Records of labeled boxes
= = = =

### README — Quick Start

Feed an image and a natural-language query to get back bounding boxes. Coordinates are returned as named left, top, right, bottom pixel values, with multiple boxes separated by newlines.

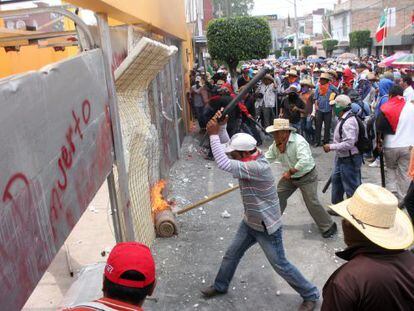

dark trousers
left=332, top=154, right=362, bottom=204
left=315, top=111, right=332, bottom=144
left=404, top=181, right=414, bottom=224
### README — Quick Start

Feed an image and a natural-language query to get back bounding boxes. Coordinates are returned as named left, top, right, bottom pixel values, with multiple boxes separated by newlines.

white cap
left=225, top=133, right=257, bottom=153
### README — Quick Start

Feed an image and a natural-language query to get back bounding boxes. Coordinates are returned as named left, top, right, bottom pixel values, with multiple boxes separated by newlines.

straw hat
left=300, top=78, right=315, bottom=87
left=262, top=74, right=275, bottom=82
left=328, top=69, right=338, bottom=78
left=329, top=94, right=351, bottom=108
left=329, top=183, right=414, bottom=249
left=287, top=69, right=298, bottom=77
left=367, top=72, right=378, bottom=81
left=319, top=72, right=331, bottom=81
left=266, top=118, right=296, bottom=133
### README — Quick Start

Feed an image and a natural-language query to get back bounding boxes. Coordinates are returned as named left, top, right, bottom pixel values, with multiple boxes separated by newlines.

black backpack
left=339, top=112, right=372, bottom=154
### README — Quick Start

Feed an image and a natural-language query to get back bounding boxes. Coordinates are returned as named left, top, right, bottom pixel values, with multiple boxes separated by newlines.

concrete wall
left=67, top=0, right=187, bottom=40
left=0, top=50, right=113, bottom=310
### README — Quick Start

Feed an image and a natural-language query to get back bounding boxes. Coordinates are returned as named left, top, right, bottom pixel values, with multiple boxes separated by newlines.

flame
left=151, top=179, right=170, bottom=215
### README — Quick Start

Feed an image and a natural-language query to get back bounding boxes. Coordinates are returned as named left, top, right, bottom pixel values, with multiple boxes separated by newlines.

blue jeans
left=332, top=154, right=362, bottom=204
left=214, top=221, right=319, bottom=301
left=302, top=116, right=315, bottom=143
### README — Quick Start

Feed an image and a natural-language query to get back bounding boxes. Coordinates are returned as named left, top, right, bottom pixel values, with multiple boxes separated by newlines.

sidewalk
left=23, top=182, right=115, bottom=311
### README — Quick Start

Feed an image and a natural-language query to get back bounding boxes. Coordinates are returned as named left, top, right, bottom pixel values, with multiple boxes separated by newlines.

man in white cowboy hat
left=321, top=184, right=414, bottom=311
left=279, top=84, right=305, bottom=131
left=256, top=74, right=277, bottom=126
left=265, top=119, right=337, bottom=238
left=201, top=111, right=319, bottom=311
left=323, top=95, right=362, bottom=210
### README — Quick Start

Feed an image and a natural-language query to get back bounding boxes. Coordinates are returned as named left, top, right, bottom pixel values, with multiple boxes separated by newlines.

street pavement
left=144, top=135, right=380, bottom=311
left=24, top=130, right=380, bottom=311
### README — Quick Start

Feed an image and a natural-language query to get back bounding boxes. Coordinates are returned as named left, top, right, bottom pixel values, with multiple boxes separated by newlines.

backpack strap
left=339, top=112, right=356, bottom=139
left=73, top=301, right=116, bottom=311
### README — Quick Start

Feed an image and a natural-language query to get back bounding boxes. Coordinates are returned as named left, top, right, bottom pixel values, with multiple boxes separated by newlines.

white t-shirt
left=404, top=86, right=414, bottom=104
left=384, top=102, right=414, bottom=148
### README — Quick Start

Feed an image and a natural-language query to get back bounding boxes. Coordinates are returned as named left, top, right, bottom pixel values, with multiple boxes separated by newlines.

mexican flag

= = = =

Could you write out the lines from the start of the records through the line containing "left=151, top=179, right=170, bottom=215" and substitute "sun hat" for "straw hat", keeping everything else the same and omitting the pictures?

### README — Quick Start

Feed an image and a natural-language query to get back bounding boxes. Coordinates are returned as named left, top, right, bottom pixel values, with multiple boxes separated by newlines.


dark trousers
left=332, top=154, right=362, bottom=204
left=315, top=111, right=332, bottom=144
left=404, top=181, right=414, bottom=224
### README — Quick Start

Feed an image and a natural-language query to get back bounding boxes. Coordinates are returned as named left, top, right, bottom pixel values, with multiple boxes separated by newlines.

white cap
left=225, top=133, right=257, bottom=153
### README — Quick Start

Feed an image and a natural-language query to get back bounding boxes. Coordinates are returned as named left, top, right, bottom pixel values, with multiple boxes separated by newlines.

sun hat
left=300, top=78, right=315, bottom=87
left=262, top=74, right=275, bottom=82
left=328, top=69, right=338, bottom=78
left=329, top=94, right=351, bottom=108
left=329, top=183, right=414, bottom=249
left=287, top=69, right=298, bottom=77
left=367, top=72, right=378, bottom=81
left=319, top=72, right=331, bottom=81
left=266, top=118, right=296, bottom=133
### README — Quick Start

Feed an image and a natural-language query to get back bounding boxes. Coordinates are returned as named left, top, right, bottom pixel values, with multiple boxes separated by newlines.

black backpack
left=339, top=112, right=372, bottom=154
### README — Quick Start

Feed an image and a natural-language query to get back bounding boxes. Coordinates are returned as named left, top, right, bottom pixel values, with multiple boxes separated by newlines.

concrete wall
left=67, top=0, right=187, bottom=40
left=0, top=50, right=113, bottom=310
### README — Quick Start

Feed an image and a natural-language query to get back bounding boxes. Coordinates are returned as named left, top, right, bottom pixel values, with multiple boxes separated by newlines.

flame
left=151, top=179, right=170, bottom=215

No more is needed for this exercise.